#### EXERCISE
Convert all of the material below into a two-column CSV with the headers input and output. Each row should hold one text in the input column and its answer in the output column, with every field quoted and line breaks replaced by spaces.

┌─ PROVIDED DATA

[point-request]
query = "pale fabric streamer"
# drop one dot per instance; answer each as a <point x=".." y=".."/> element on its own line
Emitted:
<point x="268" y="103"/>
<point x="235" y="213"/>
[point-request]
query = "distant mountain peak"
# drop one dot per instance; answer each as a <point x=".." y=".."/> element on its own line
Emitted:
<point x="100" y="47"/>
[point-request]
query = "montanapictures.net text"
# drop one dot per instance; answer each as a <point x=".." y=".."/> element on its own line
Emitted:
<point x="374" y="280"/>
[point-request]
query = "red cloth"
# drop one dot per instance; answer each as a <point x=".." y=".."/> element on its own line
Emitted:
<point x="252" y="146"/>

└─

#### COMPLETED EXERCISE
input,output
"[point-request] query = ""pale fabric streamer"" # drop one dot per instance; answer each as a <point x="".."" y=""..""/> element on its own line Emitted:","<point x=""268"" y=""103""/> <point x=""235"" y=""213""/>"
"[point-request] query = ""distant mountain peak"" # drop one dot per instance; answer each as a <point x="".."" y=""..""/> element on its own line Emitted:","<point x=""100"" y=""47""/>"
"[point-request] query = ""montanapictures.net text"" # drop one dot per instance; answer each as a <point x="".."" y=""..""/> element on its own line Emitted:","<point x=""374"" y=""280""/>"
"[point-request] query = ""red cloth"" # drop one dot per instance; answer each as a <point x="".."" y=""..""/> element on its own line Emitted:","<point x=""252"" y=""146""/>"